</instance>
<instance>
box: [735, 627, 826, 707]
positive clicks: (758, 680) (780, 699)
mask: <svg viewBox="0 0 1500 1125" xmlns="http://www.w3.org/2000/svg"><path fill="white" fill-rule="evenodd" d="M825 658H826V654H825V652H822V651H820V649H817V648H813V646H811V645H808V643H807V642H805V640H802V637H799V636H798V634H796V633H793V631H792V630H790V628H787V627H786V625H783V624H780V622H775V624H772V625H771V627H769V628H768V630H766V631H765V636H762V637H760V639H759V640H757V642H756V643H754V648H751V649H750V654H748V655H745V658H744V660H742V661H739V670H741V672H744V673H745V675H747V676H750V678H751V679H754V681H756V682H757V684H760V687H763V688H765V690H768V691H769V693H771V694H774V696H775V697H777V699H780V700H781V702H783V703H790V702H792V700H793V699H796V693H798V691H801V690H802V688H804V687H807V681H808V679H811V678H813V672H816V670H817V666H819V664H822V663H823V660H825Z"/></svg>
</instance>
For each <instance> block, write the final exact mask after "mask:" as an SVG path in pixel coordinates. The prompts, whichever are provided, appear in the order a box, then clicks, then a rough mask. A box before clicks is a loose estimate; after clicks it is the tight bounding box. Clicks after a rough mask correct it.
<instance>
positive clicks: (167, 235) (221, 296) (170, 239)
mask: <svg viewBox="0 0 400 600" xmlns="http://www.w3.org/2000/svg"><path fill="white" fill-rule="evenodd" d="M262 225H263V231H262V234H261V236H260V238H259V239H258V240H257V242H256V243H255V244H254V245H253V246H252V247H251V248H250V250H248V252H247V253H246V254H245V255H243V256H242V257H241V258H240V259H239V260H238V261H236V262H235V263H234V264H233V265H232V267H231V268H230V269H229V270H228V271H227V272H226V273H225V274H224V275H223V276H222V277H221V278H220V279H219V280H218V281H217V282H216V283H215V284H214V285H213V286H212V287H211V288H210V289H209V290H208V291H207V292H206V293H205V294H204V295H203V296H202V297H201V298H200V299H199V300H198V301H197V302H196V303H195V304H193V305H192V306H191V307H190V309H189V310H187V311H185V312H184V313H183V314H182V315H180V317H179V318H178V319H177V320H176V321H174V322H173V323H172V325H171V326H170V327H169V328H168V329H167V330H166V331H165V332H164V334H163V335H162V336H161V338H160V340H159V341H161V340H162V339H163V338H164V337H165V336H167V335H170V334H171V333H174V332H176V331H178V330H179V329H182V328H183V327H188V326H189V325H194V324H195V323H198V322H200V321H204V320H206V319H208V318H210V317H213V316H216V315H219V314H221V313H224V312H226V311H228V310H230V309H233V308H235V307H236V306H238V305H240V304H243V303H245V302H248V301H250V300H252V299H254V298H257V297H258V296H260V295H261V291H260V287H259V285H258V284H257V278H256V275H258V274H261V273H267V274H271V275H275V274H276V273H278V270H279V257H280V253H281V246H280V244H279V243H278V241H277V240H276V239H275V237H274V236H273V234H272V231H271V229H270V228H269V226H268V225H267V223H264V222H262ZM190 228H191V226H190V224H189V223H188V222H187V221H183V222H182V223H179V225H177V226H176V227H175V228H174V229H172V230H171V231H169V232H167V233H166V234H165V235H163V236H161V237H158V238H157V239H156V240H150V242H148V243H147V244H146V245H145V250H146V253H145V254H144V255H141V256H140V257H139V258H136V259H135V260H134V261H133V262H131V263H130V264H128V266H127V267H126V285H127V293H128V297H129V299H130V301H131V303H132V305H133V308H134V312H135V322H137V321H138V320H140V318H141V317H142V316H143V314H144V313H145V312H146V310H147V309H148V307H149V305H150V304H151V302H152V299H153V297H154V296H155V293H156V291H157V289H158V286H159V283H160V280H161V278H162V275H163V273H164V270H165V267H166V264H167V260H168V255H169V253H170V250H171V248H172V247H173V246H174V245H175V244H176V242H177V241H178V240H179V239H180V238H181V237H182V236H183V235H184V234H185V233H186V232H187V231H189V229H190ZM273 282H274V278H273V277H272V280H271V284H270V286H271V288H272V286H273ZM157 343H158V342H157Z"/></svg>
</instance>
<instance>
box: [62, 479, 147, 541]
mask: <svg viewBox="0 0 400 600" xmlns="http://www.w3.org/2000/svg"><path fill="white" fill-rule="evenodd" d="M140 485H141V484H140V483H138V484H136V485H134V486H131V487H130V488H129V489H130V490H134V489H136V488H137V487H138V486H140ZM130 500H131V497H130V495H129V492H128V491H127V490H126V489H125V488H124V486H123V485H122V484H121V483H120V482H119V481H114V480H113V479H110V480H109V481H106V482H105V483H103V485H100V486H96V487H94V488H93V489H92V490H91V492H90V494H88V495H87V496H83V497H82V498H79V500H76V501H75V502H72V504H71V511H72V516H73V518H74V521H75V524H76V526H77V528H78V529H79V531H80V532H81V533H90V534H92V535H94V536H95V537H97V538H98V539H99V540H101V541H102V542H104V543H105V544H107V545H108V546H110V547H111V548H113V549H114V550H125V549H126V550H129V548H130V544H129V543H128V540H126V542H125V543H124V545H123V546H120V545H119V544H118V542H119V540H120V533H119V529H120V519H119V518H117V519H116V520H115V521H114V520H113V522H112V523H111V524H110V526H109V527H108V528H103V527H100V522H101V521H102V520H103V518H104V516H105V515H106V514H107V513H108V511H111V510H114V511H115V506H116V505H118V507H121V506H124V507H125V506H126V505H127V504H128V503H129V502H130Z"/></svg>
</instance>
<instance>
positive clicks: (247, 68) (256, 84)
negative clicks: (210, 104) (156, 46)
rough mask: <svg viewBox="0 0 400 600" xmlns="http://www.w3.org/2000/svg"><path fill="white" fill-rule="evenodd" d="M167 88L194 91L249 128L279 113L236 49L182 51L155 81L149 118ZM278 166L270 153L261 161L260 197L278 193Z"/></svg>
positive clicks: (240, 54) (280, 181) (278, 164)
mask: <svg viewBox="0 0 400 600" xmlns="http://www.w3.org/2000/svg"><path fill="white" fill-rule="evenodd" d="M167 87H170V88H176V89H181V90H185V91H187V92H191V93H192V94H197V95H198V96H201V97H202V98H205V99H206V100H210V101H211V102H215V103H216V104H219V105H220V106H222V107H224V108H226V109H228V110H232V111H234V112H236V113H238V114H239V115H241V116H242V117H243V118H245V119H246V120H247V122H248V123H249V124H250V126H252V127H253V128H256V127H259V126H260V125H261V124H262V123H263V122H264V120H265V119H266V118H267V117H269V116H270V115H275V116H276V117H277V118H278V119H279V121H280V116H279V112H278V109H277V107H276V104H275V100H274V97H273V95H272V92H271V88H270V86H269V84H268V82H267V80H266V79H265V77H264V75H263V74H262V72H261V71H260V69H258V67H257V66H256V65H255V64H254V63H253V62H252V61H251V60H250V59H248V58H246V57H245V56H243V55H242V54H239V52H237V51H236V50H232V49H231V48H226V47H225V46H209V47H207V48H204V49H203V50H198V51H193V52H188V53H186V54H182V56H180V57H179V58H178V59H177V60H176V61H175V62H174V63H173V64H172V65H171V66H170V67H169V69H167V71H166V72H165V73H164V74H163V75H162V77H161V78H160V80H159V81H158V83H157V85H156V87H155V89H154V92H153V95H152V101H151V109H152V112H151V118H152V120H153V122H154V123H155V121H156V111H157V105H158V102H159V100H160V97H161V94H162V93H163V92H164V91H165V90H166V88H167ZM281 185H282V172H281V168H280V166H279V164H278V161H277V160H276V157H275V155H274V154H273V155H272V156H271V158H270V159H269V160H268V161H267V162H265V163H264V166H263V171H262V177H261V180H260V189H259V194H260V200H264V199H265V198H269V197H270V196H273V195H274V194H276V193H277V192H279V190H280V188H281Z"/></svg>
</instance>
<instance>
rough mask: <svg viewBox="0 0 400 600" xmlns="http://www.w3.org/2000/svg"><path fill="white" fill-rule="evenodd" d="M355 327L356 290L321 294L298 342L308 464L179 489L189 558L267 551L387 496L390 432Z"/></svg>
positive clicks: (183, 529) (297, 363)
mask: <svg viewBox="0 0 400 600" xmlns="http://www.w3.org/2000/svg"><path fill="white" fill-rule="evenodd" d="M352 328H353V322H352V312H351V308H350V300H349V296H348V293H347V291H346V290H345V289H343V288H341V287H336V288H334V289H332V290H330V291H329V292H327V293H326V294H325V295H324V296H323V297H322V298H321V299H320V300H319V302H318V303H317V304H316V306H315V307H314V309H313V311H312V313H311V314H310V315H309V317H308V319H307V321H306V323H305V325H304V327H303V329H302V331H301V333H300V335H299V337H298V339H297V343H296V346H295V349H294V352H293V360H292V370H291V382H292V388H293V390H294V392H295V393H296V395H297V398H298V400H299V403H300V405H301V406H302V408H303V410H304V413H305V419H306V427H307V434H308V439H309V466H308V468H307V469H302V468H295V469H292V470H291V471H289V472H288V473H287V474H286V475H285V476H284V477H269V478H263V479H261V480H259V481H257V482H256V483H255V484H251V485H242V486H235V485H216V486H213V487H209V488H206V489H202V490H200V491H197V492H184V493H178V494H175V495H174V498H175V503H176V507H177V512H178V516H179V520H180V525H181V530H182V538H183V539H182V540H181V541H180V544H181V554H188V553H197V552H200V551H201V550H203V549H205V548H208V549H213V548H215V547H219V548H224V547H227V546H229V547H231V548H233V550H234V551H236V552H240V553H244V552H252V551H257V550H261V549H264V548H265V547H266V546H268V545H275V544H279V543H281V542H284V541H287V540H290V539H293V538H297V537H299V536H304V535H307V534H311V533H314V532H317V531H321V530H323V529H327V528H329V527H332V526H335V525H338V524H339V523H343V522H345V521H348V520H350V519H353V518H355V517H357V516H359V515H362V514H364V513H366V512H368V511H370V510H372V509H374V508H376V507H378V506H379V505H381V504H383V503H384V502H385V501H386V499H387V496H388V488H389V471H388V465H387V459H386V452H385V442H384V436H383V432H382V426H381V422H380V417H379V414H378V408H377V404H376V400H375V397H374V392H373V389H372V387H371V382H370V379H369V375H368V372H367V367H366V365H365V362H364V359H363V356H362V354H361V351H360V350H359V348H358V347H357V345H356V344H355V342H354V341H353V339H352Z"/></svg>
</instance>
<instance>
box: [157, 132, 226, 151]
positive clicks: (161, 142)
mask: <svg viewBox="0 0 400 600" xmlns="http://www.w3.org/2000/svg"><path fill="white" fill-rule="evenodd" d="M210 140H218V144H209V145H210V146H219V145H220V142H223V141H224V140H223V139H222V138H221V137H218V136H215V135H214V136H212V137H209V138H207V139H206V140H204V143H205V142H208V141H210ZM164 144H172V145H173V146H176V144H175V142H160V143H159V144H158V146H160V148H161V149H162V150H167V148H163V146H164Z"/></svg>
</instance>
──────────
Pull out each line of the data above that contains the string "positive", treating uppercase and lowercase as different.

positive clicks: (758, 680) (780, 699)
positive clicks: (167, 235) (221, 296) (170, 239)
positive clicks: (247, 68) (256, 84)
positive clicks: (240, 54) (280, 181) (278, 164)
positive clicks: (183, 529) (297, 363)
positive clicks: (161, 142)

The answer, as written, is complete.